Conservatives took notice of progressives' overreaction. "The new campaign from American Eagle, starring the blond-haired, blue-eyed beauty, has sent the woke mob into a meltdown," the New York Post declared.
"Wow. Now the crazy Left has come out against beautiful women," added Sen. Ted Cruz (R–Texas). "I'm sure that will poll well…"
"My political advice to the Democrats is continue to tell everybody who thinks Sydney Sweeney is attractive is a Nazi," Vice President J.D. Vance told the hosts of a conservative podcast. "They have managed to so unhinge themselves over this thing. And it's like, you guys, did you learn nothing from the November 2024 election?"
But were "the Democrats," collectively, actually upset about the ad?
At first, "criticism of the ad campaign had come almost entirely from a smattering of accounts with relatively few followers," Ken Bensinger and Stuart A. Thompson of The New York Times wrote last week. "Conversation about the ad did not escalate online or in traditional media until days later, after right-leaning influencers, broadcasters and politicians began criticizing what they described as a wave of progressive outrage."
"'Democrats tried to cancel her because she said she had good jeans,' Jesse Watters added on his [Fox News] show. But no prominent Democratic leaders or officials have even commented on the ad," reported CNN's Reliable Sources newsletter.
"Legitimately curious," progressive YouTuber Brian Tyler Cohen posted to X. "Has anyone on the left actually attacked the Sweeney ad or are Republicans inventing an anti-Sweeney Democrat to be angry at and then devoting their lives to fighting a culture war against an imaginary enemy?"

Problem statement >> Set down the passage about the American Eagle ad word for word, everything from "Conservatives took notice" down to "about the ad?". The listing that follows is taken from a different source than the text about the American Eagle ad.

Supplied material >>
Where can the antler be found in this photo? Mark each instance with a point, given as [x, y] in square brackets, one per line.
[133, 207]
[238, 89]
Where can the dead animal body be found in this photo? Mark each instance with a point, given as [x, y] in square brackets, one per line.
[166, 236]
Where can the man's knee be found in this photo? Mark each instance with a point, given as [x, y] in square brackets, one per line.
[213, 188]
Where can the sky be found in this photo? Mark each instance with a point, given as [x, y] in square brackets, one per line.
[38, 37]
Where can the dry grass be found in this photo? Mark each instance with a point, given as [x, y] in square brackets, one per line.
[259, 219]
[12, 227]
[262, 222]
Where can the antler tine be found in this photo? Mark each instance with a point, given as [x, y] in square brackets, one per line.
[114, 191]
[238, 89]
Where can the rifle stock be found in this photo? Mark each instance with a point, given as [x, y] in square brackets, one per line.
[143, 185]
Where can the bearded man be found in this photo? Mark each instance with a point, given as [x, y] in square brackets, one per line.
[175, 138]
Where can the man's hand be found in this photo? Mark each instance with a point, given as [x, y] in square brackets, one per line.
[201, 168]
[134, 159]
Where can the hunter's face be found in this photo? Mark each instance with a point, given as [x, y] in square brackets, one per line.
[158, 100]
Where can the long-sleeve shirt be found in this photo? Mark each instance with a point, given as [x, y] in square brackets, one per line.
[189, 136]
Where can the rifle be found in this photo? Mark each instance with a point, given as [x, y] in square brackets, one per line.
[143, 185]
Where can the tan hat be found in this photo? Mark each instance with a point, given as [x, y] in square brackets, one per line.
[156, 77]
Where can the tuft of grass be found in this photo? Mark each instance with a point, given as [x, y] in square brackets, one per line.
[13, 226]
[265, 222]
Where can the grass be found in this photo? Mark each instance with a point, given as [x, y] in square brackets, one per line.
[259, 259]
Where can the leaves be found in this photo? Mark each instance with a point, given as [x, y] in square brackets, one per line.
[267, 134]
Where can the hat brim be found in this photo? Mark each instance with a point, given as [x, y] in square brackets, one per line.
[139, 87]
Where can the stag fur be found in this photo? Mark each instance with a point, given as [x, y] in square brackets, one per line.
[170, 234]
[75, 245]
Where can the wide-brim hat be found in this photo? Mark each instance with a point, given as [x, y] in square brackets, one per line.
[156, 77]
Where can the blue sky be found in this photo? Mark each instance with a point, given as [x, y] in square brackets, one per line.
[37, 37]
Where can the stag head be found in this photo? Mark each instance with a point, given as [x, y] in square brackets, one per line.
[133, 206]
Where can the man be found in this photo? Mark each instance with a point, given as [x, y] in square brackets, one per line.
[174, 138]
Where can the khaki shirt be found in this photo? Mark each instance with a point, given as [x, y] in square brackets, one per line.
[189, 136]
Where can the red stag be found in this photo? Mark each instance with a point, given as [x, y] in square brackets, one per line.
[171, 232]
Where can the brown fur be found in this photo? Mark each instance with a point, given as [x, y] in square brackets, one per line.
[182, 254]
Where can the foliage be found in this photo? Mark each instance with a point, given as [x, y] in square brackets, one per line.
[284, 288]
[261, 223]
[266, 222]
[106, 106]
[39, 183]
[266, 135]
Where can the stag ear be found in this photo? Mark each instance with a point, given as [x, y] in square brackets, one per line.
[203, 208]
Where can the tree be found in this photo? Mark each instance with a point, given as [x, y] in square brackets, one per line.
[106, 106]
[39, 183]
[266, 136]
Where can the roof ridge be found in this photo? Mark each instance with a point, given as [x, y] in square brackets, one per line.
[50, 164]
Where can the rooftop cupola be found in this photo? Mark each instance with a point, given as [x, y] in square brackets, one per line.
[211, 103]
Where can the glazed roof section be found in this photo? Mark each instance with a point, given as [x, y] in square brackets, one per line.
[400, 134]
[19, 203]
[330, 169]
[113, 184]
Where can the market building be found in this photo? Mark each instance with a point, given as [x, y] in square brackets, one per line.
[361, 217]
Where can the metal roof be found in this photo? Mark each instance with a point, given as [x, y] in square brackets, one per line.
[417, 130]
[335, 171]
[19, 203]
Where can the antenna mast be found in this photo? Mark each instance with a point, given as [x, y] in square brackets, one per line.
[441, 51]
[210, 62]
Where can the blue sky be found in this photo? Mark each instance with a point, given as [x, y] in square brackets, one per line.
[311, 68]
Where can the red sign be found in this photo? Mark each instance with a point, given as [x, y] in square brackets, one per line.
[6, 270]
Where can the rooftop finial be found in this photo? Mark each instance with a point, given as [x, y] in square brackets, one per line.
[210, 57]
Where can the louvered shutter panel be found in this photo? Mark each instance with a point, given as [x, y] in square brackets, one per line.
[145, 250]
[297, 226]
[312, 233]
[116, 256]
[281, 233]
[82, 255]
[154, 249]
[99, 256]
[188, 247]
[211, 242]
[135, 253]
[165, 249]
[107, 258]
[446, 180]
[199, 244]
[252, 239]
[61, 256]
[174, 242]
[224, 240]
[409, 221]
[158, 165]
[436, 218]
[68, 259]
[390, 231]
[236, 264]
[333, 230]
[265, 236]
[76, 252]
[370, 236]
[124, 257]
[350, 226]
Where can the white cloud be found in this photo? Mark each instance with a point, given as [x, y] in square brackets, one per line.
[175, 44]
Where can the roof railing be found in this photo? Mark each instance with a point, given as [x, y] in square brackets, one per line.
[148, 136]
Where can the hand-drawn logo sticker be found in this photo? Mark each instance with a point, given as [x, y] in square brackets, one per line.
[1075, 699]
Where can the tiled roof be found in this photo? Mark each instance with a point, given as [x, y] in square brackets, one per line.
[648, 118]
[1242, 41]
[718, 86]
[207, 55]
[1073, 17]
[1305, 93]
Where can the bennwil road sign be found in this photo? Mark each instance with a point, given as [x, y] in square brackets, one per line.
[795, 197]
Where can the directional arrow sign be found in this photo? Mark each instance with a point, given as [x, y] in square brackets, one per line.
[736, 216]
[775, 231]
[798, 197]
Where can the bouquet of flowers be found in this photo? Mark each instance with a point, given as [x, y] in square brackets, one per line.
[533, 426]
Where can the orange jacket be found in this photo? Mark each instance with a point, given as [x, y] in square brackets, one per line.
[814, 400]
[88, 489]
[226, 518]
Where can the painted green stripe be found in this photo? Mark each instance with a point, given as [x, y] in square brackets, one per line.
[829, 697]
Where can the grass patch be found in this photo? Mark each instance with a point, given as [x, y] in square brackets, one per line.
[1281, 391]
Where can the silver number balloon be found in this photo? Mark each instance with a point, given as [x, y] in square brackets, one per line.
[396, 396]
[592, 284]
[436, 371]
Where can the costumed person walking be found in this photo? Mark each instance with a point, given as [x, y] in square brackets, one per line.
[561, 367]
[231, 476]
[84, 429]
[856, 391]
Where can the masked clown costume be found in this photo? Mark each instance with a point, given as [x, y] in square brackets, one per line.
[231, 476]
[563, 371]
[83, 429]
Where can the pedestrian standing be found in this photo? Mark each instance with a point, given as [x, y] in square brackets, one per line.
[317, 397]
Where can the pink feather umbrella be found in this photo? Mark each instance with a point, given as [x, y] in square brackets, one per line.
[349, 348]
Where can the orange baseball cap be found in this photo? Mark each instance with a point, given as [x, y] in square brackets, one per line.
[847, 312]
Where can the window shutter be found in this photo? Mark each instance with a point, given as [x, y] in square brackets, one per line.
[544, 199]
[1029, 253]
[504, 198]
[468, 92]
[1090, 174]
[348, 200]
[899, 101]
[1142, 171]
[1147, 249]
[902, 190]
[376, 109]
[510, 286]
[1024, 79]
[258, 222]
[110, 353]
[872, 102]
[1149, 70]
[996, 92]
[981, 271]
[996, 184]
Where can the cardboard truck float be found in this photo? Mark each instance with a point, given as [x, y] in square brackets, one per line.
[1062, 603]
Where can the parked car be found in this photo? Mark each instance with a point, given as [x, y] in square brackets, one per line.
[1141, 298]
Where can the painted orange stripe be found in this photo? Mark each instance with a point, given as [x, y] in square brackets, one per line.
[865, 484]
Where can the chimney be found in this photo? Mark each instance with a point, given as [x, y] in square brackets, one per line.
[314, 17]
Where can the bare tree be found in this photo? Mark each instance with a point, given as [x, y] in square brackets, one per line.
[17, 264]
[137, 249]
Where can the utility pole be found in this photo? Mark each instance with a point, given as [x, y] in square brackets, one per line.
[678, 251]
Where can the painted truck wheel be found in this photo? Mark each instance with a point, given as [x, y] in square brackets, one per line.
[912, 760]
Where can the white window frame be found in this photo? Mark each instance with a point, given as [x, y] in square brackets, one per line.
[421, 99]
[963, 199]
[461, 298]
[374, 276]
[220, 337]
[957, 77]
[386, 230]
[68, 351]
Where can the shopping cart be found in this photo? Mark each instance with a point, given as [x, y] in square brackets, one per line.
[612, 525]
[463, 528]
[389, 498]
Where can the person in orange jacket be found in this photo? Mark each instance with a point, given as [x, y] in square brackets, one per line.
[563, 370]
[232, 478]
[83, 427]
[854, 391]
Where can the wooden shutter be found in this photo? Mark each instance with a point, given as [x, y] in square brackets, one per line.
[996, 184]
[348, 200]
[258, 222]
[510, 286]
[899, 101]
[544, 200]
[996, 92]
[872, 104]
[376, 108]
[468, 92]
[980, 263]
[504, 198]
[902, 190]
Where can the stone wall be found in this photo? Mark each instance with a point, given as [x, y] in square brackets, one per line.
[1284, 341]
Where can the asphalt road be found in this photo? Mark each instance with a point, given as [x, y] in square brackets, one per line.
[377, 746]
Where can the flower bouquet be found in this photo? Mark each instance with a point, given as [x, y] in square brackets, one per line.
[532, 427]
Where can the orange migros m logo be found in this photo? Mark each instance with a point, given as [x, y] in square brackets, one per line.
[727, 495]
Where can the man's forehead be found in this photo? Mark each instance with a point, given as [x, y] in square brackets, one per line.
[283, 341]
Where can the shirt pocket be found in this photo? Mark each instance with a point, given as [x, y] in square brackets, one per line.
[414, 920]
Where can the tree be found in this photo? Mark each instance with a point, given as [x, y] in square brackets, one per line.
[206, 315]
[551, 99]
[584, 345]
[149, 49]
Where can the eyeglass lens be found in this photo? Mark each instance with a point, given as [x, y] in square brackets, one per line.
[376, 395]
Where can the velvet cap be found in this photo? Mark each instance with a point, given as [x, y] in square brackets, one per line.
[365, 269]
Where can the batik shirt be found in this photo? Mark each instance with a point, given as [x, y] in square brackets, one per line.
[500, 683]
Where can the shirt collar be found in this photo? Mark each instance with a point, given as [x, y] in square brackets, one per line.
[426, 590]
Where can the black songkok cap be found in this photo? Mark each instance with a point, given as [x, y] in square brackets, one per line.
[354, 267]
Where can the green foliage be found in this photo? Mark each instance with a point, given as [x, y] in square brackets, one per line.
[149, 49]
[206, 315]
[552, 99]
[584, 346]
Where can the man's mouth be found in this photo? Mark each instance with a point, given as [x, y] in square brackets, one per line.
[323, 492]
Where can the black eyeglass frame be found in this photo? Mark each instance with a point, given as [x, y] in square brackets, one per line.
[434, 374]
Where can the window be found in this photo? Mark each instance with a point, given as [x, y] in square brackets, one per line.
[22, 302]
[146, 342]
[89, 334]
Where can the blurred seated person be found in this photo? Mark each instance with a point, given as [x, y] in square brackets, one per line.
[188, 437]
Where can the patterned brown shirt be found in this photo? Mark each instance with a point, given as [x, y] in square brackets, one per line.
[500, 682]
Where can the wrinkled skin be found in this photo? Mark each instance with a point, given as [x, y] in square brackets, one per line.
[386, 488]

Answer for this exercise >>
Conservatives took notice of progressives' overreaction. "The new campaign from American Eagle, starring the blond-haired, blue-eyed beauty, has sent the woke mob into a meltdown," the New York Post declared.
"Wow. Now the crazy Left has come out against beautiful women," added Sen. Ted Cruz (R–Texas). "I'm sure that will poll well…"
"My political advice to the Democrats is continue to tell everybody who thinks Sydney Sweeney is attractive is a Nazi," Vice President J.D. Vance told the hosts of a conservative podcast. "They have managed to so unhinge themselves over this thing. And it's like, you guys, did you learn nothing from the November 2024 election?"
But were "the Democrats," collectively, actually upset about the ad?